_DO THIS_
Write the next part of the article on the band My Morning Jacket, starting after its last sentence.

_SELECTED EXTRACT_
------------------------------------------------------------------------
Kentucky's My Morning Jacket has substantial staying power.

Different Strokes

My Morning Jacket's heavy-reverb Americana rock isn't retro, it's classic

By Sarah Quelland

KENTUCKY GETS a bad rap. It's actually a beautiful place populated by solid, down-to-earth people. There's the pristine horse country, the grain-soaked bourbon country and the backwoods country hollers, criks and caves where moonshining is still a way of life. In the spring, the redbuds and dogwoods bloom. Summer nights are filled with the song of the lonesome whippoorwill and the flickering fairy lights of countless fireflies. Right about now, the leaves on the stately old trees are turning an impossible array of autumn colors. Soon, they'll drop to the murky forest floors to make way for winter's frosty wonderland. It's from this majestic and misunderstood state that My Morning Jacket hails.
------------------------------------------------------------------------
_Point annotation listing_
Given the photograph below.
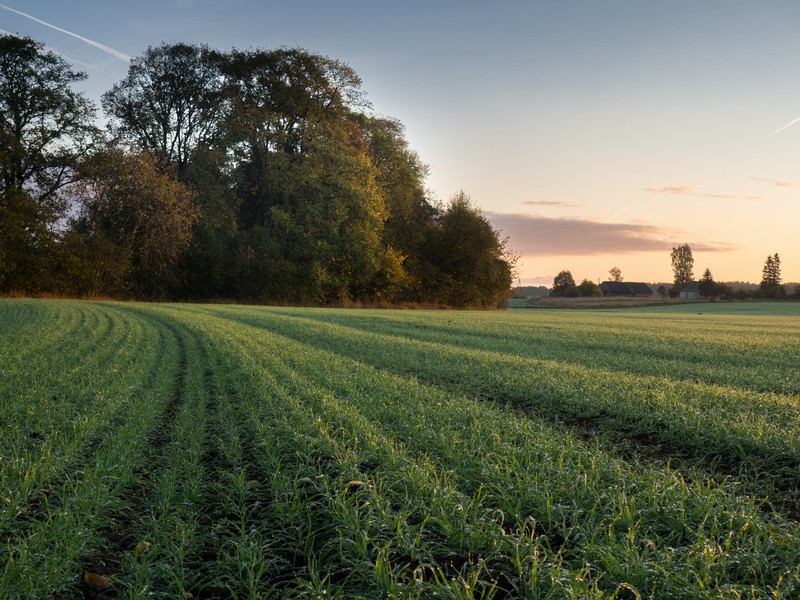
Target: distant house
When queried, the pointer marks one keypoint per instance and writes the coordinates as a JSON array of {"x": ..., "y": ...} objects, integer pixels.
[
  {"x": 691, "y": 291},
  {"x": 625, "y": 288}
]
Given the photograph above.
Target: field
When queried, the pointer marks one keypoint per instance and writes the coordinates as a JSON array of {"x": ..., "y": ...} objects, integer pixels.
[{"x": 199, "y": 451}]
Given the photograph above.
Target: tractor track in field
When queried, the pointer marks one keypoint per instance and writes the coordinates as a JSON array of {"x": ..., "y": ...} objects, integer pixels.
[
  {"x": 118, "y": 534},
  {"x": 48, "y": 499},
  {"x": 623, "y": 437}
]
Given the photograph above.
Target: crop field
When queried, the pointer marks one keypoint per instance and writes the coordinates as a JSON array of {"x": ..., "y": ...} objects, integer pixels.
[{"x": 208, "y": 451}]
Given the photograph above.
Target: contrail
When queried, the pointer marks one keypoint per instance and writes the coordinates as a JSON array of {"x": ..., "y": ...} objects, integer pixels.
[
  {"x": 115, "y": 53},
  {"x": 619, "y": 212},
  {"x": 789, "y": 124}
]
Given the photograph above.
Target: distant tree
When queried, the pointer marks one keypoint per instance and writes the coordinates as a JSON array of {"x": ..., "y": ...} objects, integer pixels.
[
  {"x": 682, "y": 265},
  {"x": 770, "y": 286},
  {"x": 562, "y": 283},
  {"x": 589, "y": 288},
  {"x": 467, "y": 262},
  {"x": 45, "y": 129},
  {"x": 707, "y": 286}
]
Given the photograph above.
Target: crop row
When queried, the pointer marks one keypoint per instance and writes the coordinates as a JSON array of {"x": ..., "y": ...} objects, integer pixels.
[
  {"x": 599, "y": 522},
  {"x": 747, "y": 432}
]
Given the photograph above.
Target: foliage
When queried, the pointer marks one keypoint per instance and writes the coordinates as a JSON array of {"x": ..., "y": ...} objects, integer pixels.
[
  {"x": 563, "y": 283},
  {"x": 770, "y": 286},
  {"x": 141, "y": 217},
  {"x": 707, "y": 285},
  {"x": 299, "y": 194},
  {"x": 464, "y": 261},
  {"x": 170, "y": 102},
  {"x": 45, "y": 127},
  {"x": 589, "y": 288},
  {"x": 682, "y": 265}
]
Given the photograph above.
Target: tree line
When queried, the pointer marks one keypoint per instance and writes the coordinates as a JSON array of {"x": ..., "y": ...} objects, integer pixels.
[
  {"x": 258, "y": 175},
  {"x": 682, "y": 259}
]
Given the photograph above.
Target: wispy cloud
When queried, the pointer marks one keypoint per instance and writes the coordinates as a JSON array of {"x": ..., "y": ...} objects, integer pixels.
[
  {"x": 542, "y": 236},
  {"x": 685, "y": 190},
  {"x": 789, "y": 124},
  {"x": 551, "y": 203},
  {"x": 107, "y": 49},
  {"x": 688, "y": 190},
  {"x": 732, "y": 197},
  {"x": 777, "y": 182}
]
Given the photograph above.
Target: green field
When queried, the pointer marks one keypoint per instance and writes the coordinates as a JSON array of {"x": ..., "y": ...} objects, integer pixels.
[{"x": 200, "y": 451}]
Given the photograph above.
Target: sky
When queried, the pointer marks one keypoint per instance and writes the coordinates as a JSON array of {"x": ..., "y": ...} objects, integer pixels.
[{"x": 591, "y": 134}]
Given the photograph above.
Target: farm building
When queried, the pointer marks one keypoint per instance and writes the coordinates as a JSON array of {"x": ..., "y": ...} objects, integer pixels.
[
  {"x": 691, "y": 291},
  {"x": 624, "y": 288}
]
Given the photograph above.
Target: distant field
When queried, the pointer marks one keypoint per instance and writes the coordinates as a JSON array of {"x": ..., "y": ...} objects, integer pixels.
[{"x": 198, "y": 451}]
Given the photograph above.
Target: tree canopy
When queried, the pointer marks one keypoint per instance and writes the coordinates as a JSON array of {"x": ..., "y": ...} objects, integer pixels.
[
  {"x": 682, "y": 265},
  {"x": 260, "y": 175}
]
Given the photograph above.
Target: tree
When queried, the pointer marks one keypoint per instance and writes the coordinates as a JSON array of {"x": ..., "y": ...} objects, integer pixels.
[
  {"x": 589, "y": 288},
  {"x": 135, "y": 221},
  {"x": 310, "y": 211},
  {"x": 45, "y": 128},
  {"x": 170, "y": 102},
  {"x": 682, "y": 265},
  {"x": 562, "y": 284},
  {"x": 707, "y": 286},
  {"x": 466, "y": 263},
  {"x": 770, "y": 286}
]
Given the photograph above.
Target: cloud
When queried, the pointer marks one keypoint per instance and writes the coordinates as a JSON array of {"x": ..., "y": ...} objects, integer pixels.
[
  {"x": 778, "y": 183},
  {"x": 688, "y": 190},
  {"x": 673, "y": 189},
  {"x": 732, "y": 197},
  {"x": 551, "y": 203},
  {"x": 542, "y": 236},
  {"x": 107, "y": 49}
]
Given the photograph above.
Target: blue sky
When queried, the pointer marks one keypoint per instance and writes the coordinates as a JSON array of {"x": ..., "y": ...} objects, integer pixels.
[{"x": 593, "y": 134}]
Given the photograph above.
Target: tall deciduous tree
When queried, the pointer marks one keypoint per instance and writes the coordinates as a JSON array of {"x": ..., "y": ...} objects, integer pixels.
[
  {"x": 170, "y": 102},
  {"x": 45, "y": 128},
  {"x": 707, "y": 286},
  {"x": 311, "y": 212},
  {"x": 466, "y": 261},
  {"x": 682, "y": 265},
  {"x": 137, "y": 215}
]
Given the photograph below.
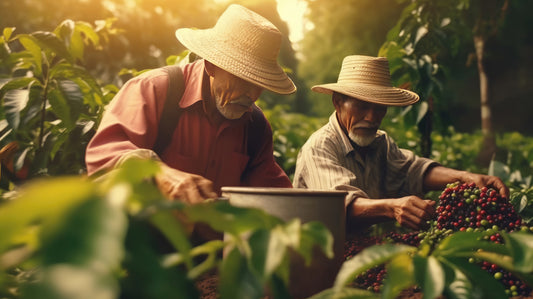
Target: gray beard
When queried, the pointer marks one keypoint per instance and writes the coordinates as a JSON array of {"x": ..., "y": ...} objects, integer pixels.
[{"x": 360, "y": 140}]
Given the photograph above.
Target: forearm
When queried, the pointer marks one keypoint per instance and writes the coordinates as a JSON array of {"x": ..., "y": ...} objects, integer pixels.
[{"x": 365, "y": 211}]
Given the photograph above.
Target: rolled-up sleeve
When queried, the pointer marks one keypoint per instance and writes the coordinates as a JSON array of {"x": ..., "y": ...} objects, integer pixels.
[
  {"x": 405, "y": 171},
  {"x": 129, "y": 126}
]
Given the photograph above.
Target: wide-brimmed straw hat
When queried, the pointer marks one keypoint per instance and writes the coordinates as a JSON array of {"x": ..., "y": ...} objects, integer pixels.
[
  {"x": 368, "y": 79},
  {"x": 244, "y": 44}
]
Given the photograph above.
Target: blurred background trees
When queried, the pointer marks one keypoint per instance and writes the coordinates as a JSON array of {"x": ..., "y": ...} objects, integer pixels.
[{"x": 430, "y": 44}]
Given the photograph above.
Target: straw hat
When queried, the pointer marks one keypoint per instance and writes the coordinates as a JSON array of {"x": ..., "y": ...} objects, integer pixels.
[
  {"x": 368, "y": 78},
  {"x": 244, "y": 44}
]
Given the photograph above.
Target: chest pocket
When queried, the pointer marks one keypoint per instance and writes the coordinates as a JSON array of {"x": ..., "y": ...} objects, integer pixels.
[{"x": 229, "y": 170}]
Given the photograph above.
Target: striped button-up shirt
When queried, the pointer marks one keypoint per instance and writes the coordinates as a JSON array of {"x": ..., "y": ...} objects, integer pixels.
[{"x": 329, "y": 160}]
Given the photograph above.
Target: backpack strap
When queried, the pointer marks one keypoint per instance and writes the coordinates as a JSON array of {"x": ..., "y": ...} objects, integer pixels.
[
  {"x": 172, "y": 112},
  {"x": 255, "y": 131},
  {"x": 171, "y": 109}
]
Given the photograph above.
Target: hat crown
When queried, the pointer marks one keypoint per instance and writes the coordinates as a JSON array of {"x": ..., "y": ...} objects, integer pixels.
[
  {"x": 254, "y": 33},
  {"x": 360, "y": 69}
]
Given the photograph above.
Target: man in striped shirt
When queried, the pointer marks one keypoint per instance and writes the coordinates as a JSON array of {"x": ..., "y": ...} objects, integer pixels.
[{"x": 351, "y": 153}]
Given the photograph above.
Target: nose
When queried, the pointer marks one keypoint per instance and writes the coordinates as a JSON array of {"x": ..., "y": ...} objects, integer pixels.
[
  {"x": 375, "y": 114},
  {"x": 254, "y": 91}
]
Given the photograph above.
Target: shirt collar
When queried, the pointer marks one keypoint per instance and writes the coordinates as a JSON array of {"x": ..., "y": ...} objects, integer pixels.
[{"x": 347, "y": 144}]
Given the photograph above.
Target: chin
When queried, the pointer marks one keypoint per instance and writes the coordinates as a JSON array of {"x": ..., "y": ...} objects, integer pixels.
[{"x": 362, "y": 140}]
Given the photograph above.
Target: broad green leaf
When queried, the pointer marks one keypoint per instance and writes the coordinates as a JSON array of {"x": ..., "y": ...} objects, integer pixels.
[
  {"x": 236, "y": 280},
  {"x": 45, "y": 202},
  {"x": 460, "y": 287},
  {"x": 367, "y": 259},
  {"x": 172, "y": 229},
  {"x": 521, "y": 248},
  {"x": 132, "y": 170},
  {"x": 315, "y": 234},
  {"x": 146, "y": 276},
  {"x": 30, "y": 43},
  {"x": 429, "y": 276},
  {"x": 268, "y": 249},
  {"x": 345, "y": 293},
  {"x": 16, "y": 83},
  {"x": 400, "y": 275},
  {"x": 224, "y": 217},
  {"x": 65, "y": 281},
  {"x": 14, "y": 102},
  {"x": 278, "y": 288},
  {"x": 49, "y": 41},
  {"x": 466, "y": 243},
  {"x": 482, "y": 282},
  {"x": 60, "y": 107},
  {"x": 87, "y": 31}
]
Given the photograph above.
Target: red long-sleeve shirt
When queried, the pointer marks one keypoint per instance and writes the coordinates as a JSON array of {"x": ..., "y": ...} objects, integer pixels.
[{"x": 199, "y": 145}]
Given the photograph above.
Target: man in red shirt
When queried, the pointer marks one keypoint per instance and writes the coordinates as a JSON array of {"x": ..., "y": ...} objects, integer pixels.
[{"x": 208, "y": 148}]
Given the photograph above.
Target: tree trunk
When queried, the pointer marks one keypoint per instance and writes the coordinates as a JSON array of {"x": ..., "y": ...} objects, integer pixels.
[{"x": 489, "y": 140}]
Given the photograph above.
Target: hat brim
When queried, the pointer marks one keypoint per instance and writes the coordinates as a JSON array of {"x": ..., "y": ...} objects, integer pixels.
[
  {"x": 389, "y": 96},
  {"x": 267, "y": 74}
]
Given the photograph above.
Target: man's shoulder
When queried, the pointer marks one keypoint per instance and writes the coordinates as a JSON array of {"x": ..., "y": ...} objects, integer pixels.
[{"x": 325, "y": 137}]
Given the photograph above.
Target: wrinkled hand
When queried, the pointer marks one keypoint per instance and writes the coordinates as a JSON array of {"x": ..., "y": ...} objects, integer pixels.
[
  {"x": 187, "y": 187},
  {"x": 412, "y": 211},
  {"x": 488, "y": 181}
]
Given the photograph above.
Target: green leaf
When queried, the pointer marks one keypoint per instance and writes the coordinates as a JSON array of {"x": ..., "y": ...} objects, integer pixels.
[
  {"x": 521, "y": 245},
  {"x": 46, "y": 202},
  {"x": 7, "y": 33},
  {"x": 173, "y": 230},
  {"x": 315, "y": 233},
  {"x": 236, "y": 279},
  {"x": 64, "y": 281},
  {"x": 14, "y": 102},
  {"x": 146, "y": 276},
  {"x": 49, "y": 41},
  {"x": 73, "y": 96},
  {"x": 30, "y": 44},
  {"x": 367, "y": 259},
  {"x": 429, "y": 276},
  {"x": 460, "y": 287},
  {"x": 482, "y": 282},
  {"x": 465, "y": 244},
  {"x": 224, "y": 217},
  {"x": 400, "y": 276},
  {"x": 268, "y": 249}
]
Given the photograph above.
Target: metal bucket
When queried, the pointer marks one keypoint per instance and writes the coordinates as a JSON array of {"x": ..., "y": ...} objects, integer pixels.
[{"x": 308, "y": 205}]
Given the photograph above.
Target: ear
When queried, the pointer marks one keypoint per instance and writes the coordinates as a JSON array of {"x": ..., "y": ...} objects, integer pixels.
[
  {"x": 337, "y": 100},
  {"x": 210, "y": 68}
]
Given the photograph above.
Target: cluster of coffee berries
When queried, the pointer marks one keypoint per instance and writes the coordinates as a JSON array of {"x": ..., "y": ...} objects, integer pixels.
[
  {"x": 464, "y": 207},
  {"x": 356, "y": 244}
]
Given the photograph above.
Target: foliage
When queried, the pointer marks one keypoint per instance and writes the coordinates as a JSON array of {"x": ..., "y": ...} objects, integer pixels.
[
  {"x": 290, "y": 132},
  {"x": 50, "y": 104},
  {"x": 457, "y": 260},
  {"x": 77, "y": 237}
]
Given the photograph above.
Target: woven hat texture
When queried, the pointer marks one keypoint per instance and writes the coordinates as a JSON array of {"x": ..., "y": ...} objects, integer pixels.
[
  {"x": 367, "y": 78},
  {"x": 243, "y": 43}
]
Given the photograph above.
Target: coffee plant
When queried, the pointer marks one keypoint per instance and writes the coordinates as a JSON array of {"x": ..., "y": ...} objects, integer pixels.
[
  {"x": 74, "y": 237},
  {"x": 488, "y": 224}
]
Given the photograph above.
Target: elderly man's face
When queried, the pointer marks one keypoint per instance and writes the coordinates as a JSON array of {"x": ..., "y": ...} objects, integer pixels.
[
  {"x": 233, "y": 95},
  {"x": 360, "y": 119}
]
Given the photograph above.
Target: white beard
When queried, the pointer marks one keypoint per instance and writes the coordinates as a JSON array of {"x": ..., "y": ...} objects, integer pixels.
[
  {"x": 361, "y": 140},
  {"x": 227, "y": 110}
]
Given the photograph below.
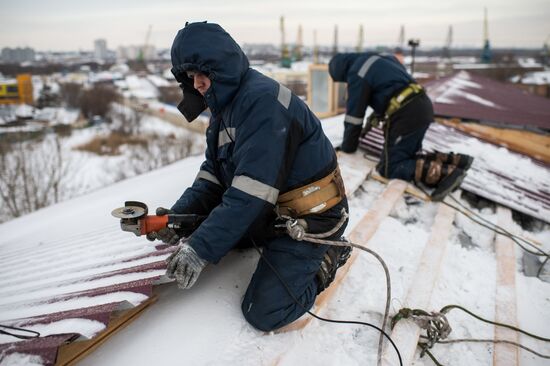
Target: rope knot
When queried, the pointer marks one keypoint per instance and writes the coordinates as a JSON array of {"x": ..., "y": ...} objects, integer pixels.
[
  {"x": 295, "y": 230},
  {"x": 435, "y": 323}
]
------------------------------------------------------------------------
_RESPONSE TO THE EXERCISE_
This five-piece band is based around the river port city of Louisville--home to Churchill Downs, the twin spires and the Kentucky Derby--and it rehearses and records on a family farm in nearby Shelbyville. My Morning Jacket (songwriter, singer and guitarist Jim James, guitarist Johnny Quaid, bassist Two Tone Tommy, keyboardist Danny Cash and drummer Patrick Hallahan) is the latest in a handful of bands (Days of the New, Tantric, Nappy Roots) to break out of the Bluegrass State. The group's third album, It Still Moves, just came out on ATO Records (a label co-founded by Dave Matthews) and RCA Records. Tremendous use of reverb and vocals that call to mind Neil Young make the first impression, but It Still Moves is a classically cool and nuanced Americana record that sounds like everything great about MMJ's home state.

James' wide-open vocals seem to just fall into the wind, and the band creates consistency inside disparate styles that encompass the searing ambient electronica of the alternately desperate and urgent "Run Thru," the passionate and wistful indie pop of "Steam Engine" and the horn-laden piano boogie of "Dancefloors."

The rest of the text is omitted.